Dataset excerpt
## BEGIN
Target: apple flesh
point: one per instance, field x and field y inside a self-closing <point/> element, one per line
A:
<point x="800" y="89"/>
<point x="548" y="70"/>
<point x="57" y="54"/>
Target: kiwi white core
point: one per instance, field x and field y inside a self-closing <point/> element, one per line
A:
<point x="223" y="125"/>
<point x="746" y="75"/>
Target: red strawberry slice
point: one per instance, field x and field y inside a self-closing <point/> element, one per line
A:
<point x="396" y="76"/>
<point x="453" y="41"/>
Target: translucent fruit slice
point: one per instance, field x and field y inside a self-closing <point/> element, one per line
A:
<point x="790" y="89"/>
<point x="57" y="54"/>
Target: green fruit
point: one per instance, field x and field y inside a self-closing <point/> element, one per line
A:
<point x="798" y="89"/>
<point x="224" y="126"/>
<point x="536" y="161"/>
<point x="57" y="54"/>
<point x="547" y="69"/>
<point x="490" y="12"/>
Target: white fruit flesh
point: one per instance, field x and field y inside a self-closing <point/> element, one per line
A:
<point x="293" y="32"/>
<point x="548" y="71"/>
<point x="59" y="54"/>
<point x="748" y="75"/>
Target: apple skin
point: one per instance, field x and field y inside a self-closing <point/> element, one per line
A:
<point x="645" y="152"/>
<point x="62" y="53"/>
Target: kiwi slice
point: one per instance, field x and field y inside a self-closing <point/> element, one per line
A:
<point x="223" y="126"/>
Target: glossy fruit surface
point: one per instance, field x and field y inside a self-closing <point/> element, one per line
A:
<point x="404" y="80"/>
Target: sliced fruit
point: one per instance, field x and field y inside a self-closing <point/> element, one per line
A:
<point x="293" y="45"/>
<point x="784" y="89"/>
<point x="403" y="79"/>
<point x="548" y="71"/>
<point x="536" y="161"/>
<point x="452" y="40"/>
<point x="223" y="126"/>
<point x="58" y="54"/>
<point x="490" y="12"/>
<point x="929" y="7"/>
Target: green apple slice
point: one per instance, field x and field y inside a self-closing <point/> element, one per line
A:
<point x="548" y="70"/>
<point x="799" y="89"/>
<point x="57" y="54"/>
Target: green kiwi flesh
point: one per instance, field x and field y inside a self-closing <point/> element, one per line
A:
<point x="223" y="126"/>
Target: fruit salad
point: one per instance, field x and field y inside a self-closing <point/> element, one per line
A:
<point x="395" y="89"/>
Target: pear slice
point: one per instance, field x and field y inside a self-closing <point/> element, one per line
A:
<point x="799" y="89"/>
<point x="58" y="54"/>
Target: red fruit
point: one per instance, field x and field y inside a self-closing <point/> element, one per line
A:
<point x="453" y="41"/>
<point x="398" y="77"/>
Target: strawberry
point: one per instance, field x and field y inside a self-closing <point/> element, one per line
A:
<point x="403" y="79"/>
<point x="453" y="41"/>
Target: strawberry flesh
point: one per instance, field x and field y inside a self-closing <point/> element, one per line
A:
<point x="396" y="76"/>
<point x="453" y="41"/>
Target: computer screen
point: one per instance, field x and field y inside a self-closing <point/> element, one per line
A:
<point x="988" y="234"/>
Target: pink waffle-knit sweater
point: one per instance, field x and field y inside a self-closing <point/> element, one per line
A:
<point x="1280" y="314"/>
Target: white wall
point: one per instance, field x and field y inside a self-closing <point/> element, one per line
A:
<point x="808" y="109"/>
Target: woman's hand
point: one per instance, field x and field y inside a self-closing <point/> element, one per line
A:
## END
▶ **What is needed**: Could you convert every one of the rows above into a numbered list, leaving out any blank lines?

▶ **Reply to the task**:
1. Target: apple flesh
2. point: one per instance, field x and field y inside a self-closing <point/> element, one per line
3. A:
4. <point x="800" y="89"/>
5. <point x="548" y="70"/>
6. <point x="57" y="54"/>
7. Target: kiwi white core
8. point: one per instance, field x and field y inside a self-closing <point/> element, one per line
9. A:
10. <point x="223" y="125"/>
11. <point x="746" y="75"/>
12. Target: red strawberry slice
13. point: one per instance, field x and field y inside a self-closing <point/> element, one per line
14. A:
15. <point x="396" y="76"/>
16. <point x="453" y="41"/>
17. Target: translucent fruit slice
18. point: one per instance, field x and field y inside a self-closing <point/> element, one per line
19. A:
20. <point x="790" y="89"/>
21. <point x="57" y="54"/>
22. Target: green fruit
23. point: one per instance, field x and field y inside a self-closing <point/> element, one per line
24. A:
25. <point x="798" y="89"/>
26. <point x="224" y="126"/>
27. <point x="536" y="161"/>
28. <point x="57" y="54"/>
29. <point x="547" y="69"/>
30. <point x="490" y="12"/>
31. Target: white fruit flesh
32. point: one per instance, field x and field y inside a self-closing <point/> element, one per line
33. A:
34. <point x="293" y="32"/>
35. <point x="548" y="71"/>
36. <point x="59" y="54"/>
37. <point x="748" y="75"/>
38. Target: apple skin
39. point: one per instance, field x and field y inside a self-closing <point/> element, one per line
40. A:
41. <point x="645" y="152"/>
42. <point x="62" y="53"/>
43. Target: kiwi slice
44. point: one per instance, field x and field y inside a self-closing <point/> element, one per line
45. A:
46. <point x="223" y="126"/>
47. Target: glossy fruit surface
48. point: one per instance, field x and field y inside a self-closing <point/> element, one per line
49. A:
50. <point x="404" y="80"/>
51. Target: sliced fruit
52. point: one per instance, field x and field y inside a self-closing <point/> element, one per line
53. A:
54. <point x="293" y="45"/>
55. <point x="784" y="89"/>
56. <point x="403" y="79"/>
57. <point x="548" y="71"/>
58. <point x="536" y="161"/>
59. <point x="452" y="40"/>
60. <point x="223" y="126"/>
61. <point x="58" y="54"/>
62. <point x="490" y="12"/>
63. <point x="929" y="7"/>
64. Target: green apple slice
65. point: one per instance, field x and field y inside a self-closing <point/> element, one per line
66. A:
67. <point x="548" y="70"/>
68. <point x="799" y="89"/>
69. <point x="57" y="54"/>
70. Target: green kiwi flesh
71. point: one per instance, field x and field y inside a self-closing <point/> element, one per line
72. A:
73. <point x="223" y="126"/>
74. Target: fruit salad
75. point: one per instance, field x and field y inside a self-closing <point/> element, one per line
76. A:
77. <point x="395" y="89"/>
78. Target: pear slice
79. point: one per instance, field x and field y inside a self-closing <point/> element, one per line
80. A:
81. <point x="799" y="89"/>
82. <point x="58" y="54"/>
83. Target: red fruit
84. point: one per instance, field x and field y inside a self-closing <point/> element, one per line
85. A:
86. <point x="453" y="41"/>
87. <point x="398" y="77"/>
88. Target: strawberry
89. point: one per instance, field x and field y inside a self-closing <point/> element, one per line
90. A:
91. <point x="403" y="79"/>
92. <point x="453" y="41"/>
93. Target: strawberry flesh
94. point: one per instance, field x and field y inside a self-closing <point/> element, one per line
95. A:
96. <point x="396" y="76"/>
97. <point x="453" y="41"/>
98. Target: computer screen
99. point: one per instance, field x and field y inside a self-closing <point/> element, one per line
100. A:
101. <point x="988" y="234"/>
102. Target: pink waffle-knit sweater
103. point: one per instance, field x and field y inside a self-closing <point/> element, one per line
104. A:
105. <point x="1280" y="314"/>
106. Target: white wall
107. point: one per instance, field x and field y inside a self-closing <point/> element, one per line
108. A:
109. <point x="808" y="109"/>
110. Target: woman's hand
111. point: one per instance, field x and field y inside a self-closing <point/> element, one per line
112. A:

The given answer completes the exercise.